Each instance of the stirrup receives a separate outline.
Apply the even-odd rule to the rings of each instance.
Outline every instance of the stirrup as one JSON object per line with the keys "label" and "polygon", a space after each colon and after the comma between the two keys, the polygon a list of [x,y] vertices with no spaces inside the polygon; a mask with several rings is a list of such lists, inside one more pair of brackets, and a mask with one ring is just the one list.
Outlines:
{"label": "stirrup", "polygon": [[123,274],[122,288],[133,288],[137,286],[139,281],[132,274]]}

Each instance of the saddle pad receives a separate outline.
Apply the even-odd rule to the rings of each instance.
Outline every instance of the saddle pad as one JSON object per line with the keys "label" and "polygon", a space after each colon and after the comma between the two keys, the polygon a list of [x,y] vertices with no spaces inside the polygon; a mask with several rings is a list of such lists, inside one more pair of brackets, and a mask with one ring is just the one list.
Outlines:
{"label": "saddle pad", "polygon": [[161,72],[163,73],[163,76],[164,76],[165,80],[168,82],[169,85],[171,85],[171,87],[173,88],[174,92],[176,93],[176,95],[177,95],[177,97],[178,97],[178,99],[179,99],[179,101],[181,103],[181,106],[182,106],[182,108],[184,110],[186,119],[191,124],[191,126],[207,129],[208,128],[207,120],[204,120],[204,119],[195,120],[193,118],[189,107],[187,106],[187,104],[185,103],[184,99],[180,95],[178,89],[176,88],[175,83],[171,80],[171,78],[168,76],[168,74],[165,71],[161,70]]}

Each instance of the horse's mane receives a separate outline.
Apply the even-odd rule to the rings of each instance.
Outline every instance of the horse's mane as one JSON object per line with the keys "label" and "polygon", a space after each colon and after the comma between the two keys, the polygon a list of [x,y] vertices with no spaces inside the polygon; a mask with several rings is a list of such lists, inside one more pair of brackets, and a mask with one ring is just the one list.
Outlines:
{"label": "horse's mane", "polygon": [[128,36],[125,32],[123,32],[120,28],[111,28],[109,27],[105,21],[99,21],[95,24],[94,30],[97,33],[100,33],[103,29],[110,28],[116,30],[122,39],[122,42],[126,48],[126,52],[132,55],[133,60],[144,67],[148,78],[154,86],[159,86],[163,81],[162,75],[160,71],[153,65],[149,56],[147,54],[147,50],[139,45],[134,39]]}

- _SHORT EXERCISE_:
Could you copy out, word for word, everything from the line containing "Each instance of the horse's" through the end of the records, with both ends included?

- _TASK OUTPUT_:
Each instance of the horse's mane receives a separate outline.
Apply the even-odd rule to the rings of each instance.
Outline every instance of the horse's mane as one JSON object per line with the keys "label" and "polygon", a space after each colon and after the comma between the two keys, the polygon a list of [x,y] vertices with no spaces inside the polygon; a mask with several rings is a list of such lists, inside one more pair of brackets, and a mask with one ring is just the one list.
Outlines:
{"label": "horse's mane", "polygon": [[128,36],[125,32],[123,32],[120,28],[111,28],[109,27],[105,21],[99,21],[95,24],[94,30],[97,33],[100,33],[103,29],[110,28],[116,30],[122,39],[122,42],[126,48],[126,52],[132,55],[133,60],[144,67],[148,78],[154,86],[159,86],[163,81],[162,75],[160,71],[153,65],[149,56],[147,54],[147,50],[139,45],[134,39]]}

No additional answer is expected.